(Quoted passage):
____________
It’s easy to point fingers at others when trying to ascertain responsibility. Morrow and Mark Robinson have built campaigns blaming the public school system. Maybe they need to spend more time in public schools wearing the shoes of teachers and administrators.

But they won’t. The experience would probably go against their narratives.

Whether you agree that a student videoed and shared a post of the incident, it does provide a great opportunity to reflect on what really happens in schools and what we as a state are doing to support the success of public schools.

What that video really did was show people what can happen in a hypervigilant environment like an overcrowded high school classroom in a public school system which is under- resourced in a state that sits on billions in “reserves” and continues to lower corporate taxes while putting more responsibility on local school systems to fund mandates.

What that video did was confirm the decision of many potential teachers to look for a job elsewhere when they realize the pay and the support teachers get now is not conducive for making teaching a career.

What that video really did was to show people that teaching involves so much more than what so many think it is.

What that video really did was to give evidence that the answer to improve schools in the eyes of the public like putting more money to vouchers and performance pay for teachers are horrible plans of action when nothing is being done to confront the very factors that drive the undercurrents of school culture.

What that video really did was reaffirm that the LEANDRO court decision needs to be honored because of all the different factors it addresses that in big and small qualitative ways would improve conditions for students and teachers in ALL schools like mental health and other proven interventions that could have helped prevent this incident.

The very same day this attack happened, an op-ed from the BBC was published.

It talks about “veterans, firefighters, health workers and TEACHERS.”

Here are some quotes that directly cited teaching.

In one study, the more participants felt educators were altruistic, the less opposition they had to a theoretical policy that cut teachers’ pay.
____________
(Source records):

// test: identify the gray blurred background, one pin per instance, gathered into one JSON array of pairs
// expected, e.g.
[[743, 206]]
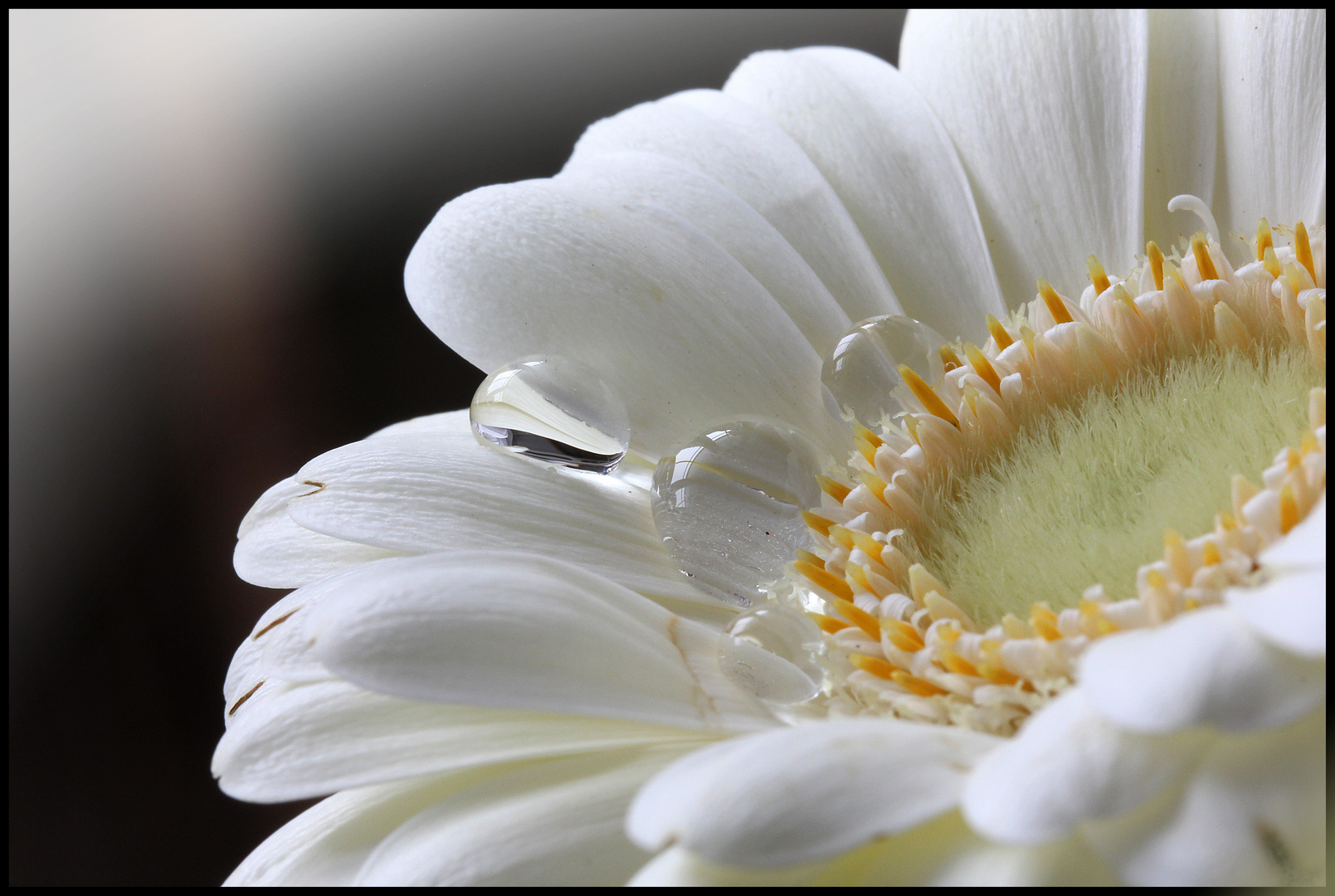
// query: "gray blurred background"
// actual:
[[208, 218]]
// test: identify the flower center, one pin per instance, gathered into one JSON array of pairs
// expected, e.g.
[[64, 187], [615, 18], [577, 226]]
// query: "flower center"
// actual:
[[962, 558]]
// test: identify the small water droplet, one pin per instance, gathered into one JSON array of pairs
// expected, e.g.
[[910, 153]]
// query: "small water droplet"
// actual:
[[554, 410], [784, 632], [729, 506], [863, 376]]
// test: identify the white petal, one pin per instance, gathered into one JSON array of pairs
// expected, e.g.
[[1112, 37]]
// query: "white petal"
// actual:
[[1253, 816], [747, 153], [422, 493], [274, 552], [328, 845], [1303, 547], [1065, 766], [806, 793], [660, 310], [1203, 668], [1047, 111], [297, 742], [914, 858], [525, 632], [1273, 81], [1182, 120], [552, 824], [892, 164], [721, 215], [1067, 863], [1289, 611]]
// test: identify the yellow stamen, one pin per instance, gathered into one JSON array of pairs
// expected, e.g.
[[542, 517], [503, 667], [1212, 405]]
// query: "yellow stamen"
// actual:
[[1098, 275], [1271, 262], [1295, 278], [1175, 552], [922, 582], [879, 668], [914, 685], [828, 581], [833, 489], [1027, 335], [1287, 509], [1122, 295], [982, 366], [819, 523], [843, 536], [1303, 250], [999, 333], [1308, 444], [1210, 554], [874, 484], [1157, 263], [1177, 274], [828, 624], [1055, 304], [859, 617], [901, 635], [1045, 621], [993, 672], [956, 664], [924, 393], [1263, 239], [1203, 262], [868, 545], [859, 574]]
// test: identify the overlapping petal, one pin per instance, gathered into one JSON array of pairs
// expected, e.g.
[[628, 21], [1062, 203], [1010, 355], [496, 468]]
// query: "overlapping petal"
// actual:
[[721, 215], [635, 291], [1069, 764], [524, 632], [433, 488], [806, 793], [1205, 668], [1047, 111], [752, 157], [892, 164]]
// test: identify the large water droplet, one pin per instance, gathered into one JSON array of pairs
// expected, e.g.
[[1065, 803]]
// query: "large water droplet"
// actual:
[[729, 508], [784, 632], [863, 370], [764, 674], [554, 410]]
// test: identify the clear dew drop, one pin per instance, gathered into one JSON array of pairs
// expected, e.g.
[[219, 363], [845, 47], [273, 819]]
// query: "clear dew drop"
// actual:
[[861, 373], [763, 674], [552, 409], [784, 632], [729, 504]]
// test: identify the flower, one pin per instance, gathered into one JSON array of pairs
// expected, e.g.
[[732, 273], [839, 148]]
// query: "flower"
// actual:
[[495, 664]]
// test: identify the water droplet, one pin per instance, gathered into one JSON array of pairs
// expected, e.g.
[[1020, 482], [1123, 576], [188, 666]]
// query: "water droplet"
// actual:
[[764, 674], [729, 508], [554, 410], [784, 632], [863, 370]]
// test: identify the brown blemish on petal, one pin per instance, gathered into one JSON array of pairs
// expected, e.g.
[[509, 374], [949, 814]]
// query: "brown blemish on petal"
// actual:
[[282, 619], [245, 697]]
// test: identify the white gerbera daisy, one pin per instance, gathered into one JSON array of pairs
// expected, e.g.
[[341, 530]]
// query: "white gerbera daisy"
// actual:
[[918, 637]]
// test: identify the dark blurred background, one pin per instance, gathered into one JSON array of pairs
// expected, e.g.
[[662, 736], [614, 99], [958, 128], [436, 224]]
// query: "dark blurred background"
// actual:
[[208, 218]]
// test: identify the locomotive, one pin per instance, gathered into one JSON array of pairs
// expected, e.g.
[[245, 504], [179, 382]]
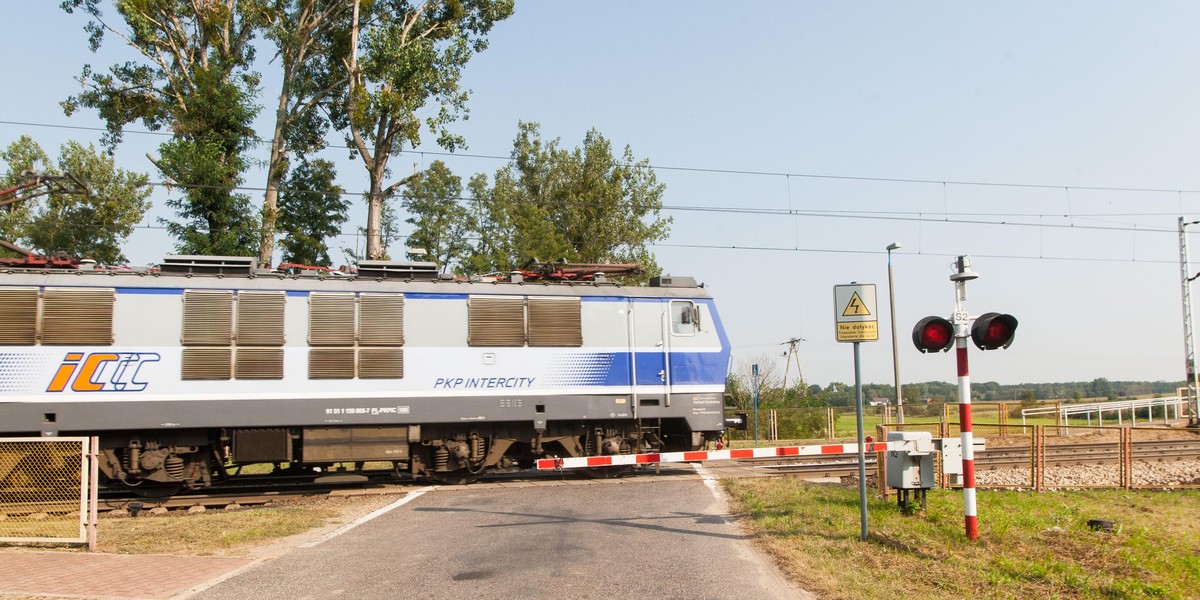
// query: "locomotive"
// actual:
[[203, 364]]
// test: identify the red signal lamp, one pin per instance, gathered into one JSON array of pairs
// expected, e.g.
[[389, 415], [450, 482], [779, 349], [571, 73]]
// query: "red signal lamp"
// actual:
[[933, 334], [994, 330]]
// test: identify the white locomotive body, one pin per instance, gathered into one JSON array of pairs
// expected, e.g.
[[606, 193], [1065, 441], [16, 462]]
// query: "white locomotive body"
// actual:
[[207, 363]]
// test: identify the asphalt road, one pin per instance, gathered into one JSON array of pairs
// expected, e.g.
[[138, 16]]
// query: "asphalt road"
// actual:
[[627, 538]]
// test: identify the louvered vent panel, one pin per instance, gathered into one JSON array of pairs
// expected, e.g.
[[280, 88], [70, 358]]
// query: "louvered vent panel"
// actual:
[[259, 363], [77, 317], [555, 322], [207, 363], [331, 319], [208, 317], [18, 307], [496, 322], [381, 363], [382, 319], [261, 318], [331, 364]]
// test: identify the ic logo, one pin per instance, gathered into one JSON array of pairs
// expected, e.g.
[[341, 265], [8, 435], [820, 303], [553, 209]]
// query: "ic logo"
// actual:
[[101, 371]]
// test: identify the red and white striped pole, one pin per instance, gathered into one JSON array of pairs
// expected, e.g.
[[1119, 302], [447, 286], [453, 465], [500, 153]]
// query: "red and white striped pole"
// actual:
____________
(What you need to do):
(a) In the op-ed about public schools, what have Morrow and Mark Robinson built their campaigns on?
(b) Resume the op-ed about public schools from the point where it stops.
The source records have nothing to do with this work.

(Your responses):
(a) They have built their campaigns on blaming the public school system.

(b)
The researchers’ final experiments studied the participants’ opposition to policies that would harm workers’ rights. Would the hero label reduce or increase people’s outrage at news of teachers’ pay cuts, for example? To find out, the psychologists provided text detailing a policy to cut schools’ budgets, and then asked them to declare their attitude on a scale of one (strongly oppose) to seven (strongly support). In some cases, the text was accompanied by a cartoon image of teachers dressed in superhero costumes; in others, they simply saw the plain text.

You might expect that the natural respect we hold for heroes would reduce support for the pay cuts – but this was not the case. Thanks, apparently, to the associations with selfless altruism, the participants tended to show less opposition to the policy when they saw the picture of the teachers in the capes. “It’s brutally ironic,” says Stanley. “Because of our veneration, we’re more tolerant of them being treated badly.”

It’s like the British Broadcasting Company was writing specifically about North Carolina, a state that has not treated teachers well.

And North Carolina is a one-of-a-kind state; it has the lowest legal minimum wage, no collective bargaining rights, loosely regulated vouchers and charter school expansion, and a school performance grading system that measures achievement over growth. And there is not another state that has a lower state corporate flat tax. 

People like Morrow and Robinson want to rail against the teachers’ union here and accuse teachers of indoctrination.

Hell, if I could indoctrinate my students as well as Morrow says I can, then I would have them always turn in their assignments on time, keep their phones in their pockets during class, and not have students vaping continuously throughout the school day.

But incidents like what happened in Winston-Salem yesterday must be addressed with teachers at the discussion table. And their words must be heeded.

Or there won’t be teachers there to even have at the table.